* **Required work**
Rewrite the entries below, starting from the first one up to and including the line with "x=592, y=312", and keep every request. Offset each x and y coordinate in the answers by adding 60 to it.

Position identification entries
• • •

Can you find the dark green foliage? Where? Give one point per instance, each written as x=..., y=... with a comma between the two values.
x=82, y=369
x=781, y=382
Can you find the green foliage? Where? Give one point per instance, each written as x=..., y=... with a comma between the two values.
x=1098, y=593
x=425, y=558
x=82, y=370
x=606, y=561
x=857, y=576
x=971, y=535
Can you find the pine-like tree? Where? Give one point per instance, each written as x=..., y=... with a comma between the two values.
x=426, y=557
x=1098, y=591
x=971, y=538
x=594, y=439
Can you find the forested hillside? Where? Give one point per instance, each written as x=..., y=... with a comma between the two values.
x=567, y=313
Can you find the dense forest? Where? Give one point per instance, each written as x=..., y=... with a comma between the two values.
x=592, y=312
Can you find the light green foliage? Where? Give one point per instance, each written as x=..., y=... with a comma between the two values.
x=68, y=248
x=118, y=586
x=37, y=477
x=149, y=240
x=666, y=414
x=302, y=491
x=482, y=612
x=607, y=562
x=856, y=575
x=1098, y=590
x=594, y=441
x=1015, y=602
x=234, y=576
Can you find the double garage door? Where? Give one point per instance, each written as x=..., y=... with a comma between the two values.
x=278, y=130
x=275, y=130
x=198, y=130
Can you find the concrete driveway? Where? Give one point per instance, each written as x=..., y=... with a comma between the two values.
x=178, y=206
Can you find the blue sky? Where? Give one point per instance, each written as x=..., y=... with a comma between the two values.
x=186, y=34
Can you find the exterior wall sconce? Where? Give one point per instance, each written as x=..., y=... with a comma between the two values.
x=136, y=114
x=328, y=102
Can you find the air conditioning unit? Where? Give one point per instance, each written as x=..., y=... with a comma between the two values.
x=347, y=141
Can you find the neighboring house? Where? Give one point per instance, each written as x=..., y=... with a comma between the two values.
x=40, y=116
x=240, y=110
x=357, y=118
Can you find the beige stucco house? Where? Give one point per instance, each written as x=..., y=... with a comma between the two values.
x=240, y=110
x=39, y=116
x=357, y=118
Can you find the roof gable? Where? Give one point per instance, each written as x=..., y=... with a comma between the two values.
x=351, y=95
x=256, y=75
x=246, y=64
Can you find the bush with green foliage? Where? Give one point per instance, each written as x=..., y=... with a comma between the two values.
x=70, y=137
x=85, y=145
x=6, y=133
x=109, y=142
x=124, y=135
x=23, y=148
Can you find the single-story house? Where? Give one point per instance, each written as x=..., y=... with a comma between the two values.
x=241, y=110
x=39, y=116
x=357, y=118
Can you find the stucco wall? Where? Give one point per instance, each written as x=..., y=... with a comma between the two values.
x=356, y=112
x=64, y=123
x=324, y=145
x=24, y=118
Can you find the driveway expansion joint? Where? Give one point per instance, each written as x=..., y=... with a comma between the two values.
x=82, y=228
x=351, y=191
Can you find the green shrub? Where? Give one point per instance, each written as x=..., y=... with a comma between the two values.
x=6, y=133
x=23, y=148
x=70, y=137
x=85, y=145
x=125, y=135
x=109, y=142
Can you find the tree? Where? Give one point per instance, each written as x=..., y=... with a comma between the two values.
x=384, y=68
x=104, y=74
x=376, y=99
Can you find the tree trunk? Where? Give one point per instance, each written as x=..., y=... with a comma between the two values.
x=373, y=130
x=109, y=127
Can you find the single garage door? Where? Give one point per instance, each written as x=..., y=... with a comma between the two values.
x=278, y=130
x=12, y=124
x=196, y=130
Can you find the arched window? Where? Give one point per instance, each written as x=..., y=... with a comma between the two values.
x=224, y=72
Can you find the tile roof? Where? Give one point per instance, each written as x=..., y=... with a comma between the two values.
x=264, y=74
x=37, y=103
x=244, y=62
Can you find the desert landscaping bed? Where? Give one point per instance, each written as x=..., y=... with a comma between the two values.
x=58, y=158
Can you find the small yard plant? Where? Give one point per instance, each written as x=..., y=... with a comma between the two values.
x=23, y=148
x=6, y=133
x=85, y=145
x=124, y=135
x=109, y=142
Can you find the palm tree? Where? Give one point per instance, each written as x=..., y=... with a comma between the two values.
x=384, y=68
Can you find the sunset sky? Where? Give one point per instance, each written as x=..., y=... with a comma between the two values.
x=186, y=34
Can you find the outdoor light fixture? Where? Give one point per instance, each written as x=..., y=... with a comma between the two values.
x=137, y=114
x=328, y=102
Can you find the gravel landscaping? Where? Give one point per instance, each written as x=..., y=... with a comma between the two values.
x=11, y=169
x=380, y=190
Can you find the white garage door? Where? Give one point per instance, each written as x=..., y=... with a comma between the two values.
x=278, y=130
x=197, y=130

• • •

* **Answer**
Can you find the dark green foliage? Where? Give one point per instance, each written as x=..., y=... with a comma between the two values.
x=142, y=429
x=841, y=442
Can you find the green foliage? Where? Give one point per instance, each written as x=..., y=... with a comma between the two values.
x=1158, y=653
x=485, y=618
x=142, y=430
x=666, y=621
x=917, y=636
x=1031, y=595
Can you find the pine-like tree? Where? Give one point per instance, each written as x=..., y=... with a comma between the two values.
x=486, y=617
x=1158, y=651
x=1031, y=598
x=654, y=499
Can you find the forested hillside? Where? Give one point per instance, each written as x=..., y=... with a comma between the two values.
x=627, y=373
Can you find the dense forest? Where? Give one point per instance, each written as x=..., y=... with a comma between the two values.
x=652, y=372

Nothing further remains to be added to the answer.